* BEGIN Material shown *

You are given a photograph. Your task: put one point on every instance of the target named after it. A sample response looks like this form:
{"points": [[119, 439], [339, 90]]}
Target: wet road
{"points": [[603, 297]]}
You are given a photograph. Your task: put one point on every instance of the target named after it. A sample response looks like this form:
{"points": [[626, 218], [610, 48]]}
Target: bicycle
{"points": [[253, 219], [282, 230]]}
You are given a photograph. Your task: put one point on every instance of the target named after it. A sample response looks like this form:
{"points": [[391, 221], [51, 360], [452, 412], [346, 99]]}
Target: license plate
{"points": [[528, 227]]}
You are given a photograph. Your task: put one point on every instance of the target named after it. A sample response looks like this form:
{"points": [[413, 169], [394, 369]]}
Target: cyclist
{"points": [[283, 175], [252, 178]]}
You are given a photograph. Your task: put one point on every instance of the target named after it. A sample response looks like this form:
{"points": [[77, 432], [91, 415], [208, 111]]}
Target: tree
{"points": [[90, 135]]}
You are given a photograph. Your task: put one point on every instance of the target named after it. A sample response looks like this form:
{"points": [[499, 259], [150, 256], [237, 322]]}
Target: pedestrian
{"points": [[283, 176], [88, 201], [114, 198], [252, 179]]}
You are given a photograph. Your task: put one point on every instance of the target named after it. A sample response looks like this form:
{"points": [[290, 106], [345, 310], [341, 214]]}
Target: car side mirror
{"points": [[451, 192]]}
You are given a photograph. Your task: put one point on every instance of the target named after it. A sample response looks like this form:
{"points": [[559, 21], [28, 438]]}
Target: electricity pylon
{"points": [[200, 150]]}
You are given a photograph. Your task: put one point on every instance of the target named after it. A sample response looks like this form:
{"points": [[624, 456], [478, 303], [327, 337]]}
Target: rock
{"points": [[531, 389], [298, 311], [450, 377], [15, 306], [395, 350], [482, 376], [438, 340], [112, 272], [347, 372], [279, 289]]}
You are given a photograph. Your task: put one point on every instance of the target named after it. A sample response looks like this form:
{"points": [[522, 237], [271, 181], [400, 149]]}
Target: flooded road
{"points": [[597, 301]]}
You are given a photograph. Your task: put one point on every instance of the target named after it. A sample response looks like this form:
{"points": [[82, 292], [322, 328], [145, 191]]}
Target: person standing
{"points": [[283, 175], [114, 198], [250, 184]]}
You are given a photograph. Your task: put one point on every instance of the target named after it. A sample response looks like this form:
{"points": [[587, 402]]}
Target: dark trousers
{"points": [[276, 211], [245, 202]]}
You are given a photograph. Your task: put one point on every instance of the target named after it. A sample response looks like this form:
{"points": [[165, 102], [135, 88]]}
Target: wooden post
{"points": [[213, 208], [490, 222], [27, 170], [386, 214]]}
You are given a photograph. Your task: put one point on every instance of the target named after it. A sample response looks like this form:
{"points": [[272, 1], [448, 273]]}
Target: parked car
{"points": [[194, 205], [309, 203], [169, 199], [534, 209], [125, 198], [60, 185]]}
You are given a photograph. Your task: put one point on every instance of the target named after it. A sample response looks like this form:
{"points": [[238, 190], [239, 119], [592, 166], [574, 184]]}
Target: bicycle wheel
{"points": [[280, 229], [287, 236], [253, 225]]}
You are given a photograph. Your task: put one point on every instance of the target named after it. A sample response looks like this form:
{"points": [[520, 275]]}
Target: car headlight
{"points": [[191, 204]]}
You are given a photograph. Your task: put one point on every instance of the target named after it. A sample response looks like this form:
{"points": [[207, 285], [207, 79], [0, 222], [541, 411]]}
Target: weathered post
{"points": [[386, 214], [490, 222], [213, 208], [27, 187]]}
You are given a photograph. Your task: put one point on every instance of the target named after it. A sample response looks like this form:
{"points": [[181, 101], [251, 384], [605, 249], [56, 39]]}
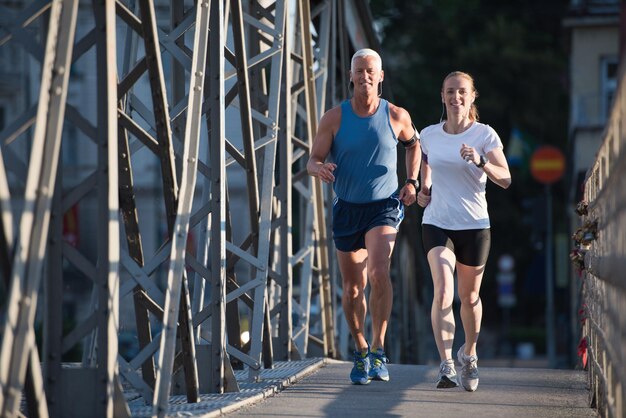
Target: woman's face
{"points": [[458, 95]]}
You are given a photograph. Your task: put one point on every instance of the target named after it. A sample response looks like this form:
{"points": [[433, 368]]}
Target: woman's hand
{"points": [[423, 197]]}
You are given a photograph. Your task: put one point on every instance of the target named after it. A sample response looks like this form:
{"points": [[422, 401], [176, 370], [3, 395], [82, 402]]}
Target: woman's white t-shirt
{"points": [[458, 198]]}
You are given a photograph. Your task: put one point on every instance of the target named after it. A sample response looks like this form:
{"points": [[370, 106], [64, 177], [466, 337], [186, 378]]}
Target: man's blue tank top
{"points": [[364, 150]]}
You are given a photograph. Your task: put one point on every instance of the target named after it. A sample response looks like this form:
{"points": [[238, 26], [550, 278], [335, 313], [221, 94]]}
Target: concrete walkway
{"points": [[411, 392], [321, 388]]}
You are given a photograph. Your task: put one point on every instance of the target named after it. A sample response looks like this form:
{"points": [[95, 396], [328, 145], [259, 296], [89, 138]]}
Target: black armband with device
{"points": [[413, 139]]}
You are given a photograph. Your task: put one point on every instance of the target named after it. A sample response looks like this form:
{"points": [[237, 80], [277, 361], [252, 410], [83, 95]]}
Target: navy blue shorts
{"points": [[351, 221], [470, 246]]}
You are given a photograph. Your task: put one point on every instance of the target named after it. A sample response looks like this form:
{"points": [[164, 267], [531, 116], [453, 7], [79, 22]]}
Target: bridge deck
{"points": [[320, 388]]}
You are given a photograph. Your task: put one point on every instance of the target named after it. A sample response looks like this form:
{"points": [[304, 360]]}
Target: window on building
{"points": [[608, 84]]}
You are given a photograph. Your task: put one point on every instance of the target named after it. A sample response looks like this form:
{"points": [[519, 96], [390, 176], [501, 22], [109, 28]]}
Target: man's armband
{"points": [[413, 139]]}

* END Material shown *

**Written instruction:** Leaving the pictures aside, transcribe the entire listing exactly.

**Exercise result:**
You are given a photograph. Your task: put one point on every instance of the target named after it. A sample response looks like this form:
{"points": [[119, 439], [339, 90]]}
Target: wet road
{"points": [[603, 297]]}
You are given a photograph. Your task: put one point on every instance of the target named after it. A sample response looks like this form:
{"points": [[626, 218], [610, 48]]}
Target: bicycle
{"points": [[253, 219], [282, 230]]}
You are given a photograph. Your task: put one point on every instance of the target named after it. A sample response looks like this form:
{"points": [[391, 221], [51, 360], [452, 412], [346, 99]]}
Target: license plate
{"points": [[528, 227]]}
You are given a photograph. Your task: put one point on every instance of the target named after it. A sample response looks like this form:
{"points": [[413, 169], [394, 369]]}
Target: cyclist
{"points": [[283, 175], [252, 178]]}
You are given a photograph. Your task: put one point on every instance of the target named after it. A sample response looks like this form:
{"points": [[77, 432], [91, 415], [208, 111]]}
Target: tree
{"points": [[90, 135]]}
You are given a photograph. Your task: put one point on every instance of the target named after it. A sample response looks like this form:
{"points": [[499, 259], [150, 256], [237, 322]]}
Target: pedestrian
{"points": [[283, 176], [88, 201], [114, 198], [252, 179]]}
You are given a photograph. Your task: put one point on every instance of the target named after it. A sample response looks like this form:
{"points": [[290, 106], [345, 310], [341, 214]]}
Target: car side mirror
{"points": [[451, 192]]}
You are given a photograph. Your task: put one point on every instance of the target named after it. A sample response looks like this form:
{"points": [[559, 21], [28, 438]]}
Target: electricity pylon
{"points": [[200, 150]]}
You are given a photograph. Your task: put one point on every instance of the target named after it. A sample response looks like this form:
{"points": [[624, 456], [478, 303], [327, 337]]}
Target: rock
{"points": [[531, 389], [298, 311], [450, 377], [15, 306], [395, 350], [482, 376], [438, 340], [112, 272], [347, 372], [279, 289]]}
You are given a photograph. Your task: put one point on every instance of the target named after it. A sample response looks like this form:
{"points": [[522, 237], [271, 181], [400, 149]]}
Target: flooded road
{"points": [[597, 301]]}
You are given a photograph. Your task: put one point on every instance of the target named after it. A sample response looks like this form:
{"points": [[82, 292], [322, 328], [145, 191]]}
Target: person standing
{"points": [[283, 175], [114, 198], [250, 184]]}
You are given a photograph. Your task: put one point on every instance of the target named after it. A sample response looks like this form:
{"points": [[587, 402]]}
Target: dark trousers
{"points": [[276, 211], [245, 202]]}
You are given a photograph. Your task: put one point on every instance of the target named after it. A sample response looks like this form:
{"points": [[165, 102], [135, 88]]}
Target: wooden post
{"points": [[213, 208], [490, 222], [27, 170], [386, 214]]}
You are given a photograph. Your task: put one point on every instance of the target named after it. A sample response looks like this form:
{"points": [[272, 1], [448, 273]]}
Target: parked car
{"points": [[194, 205], [309, 203], [169, 199], [534, 209], [125, 198], [60, 185]]}
You are given a photograph. Your task: put one point on every instance of the target named after it. A sample response looks like this form:
{"points": [[238, 190], [239, 119], [592, 166], [574, 184]]}
Target: bicycle wheel
{"points": [[280, 229], [287, 236], [253, 225]]}
You are given a photograph. Your task: put one point on every instance of the target named after it. A sample response looks like this form:
{"points": [[520, 275]]}
Target: car headlight
{"points": [[191, 204]]}
You are given a photograph. Your task: put one point on every instance of the target named after it. A sample response looks like this form:
{"points": [[207, 285], [207, 79], [0, 222], [541, 411]]}
Target: weathered post
{"points": [[386, 214], [490, 222], [213, 208], [27, 187]]}
You are given a photograph. Your task: put one point on every instance of the target named after it. A sample response looks like this form:
{"points": [[181, 101], [251, 384], [605, 249], [56, 39]]}
Target: woman's face
{"points": [[458, 95]]}
You are given a photograph. Your task: put one point on every instance of the target named after it. A sample response looks like this form:
{"points": [[433, 368]]}
Target: woman's hand
{"points": [[423, 197]]}
You are given a photograph. Your task: put one point on every instance of the target named after it. A sample response looks like this form:
{"points": [[422, 401], [176, 370], [3, 395], [82, 402]]}
Target: woman's white t-shirt
{"points": [[458, 198]]}
You are given a photograph. Your task: put one point on every instance of the target named after it. A sample response looks like this form:
{"points": [[370, 106], [64, 177], [466, 337], [186, 378]]}
Target: man's blue tank top
{"points": [[364, 150]]}
You are given a photograph. Your task: put one point on every instance of the target named after it. A sample response looks like this form:
{"points": [[238, 26], [550, 278], [335, 313], [221, 94]]}
Target: concrete walkway
{"points": [[411, 392], [321, 388]]}
You are given a photograph. Your task: put one point on every instance of the target named after it. A sample response looks like this form:
{"points": [[95, 396], [328, 145], [259, 296], [89, 138]]}
Target: black armband with device
{"points": [[413, 139]]}
You are given a photograph. Your task: put one point on every instance of the target named after it. A sample response looks like this form:
{"points": [[237, 80], [277, 361], [252, 410], [83, 95]]}
Target: navy blue shorts
{"points": [[351, 221], [470, 246]]}
You are given a photograph. Your task: put one point on every instance of the target named after it. A sample response looks like this form:
{"points": [[164, 267], [531, 116], [453, 7], [79, 22]]}
Target: bridge deck
{"points": [[320, 388]]}
You are given a photograph. Your task: put one point on every instance of the target named after it. A sample response looks like this form:
{"points": [[304, 360]]}
Target: window on building
{"points": [[608, 84]]}
You are given a photograph. Your task: put one point on every instance of the target named after it. A sample response looks like this form:
{"points": [[519, 96], [390, 176], [501, 22], [109, 28]]}
Target: man's armband
{"points": [[413, 139]]}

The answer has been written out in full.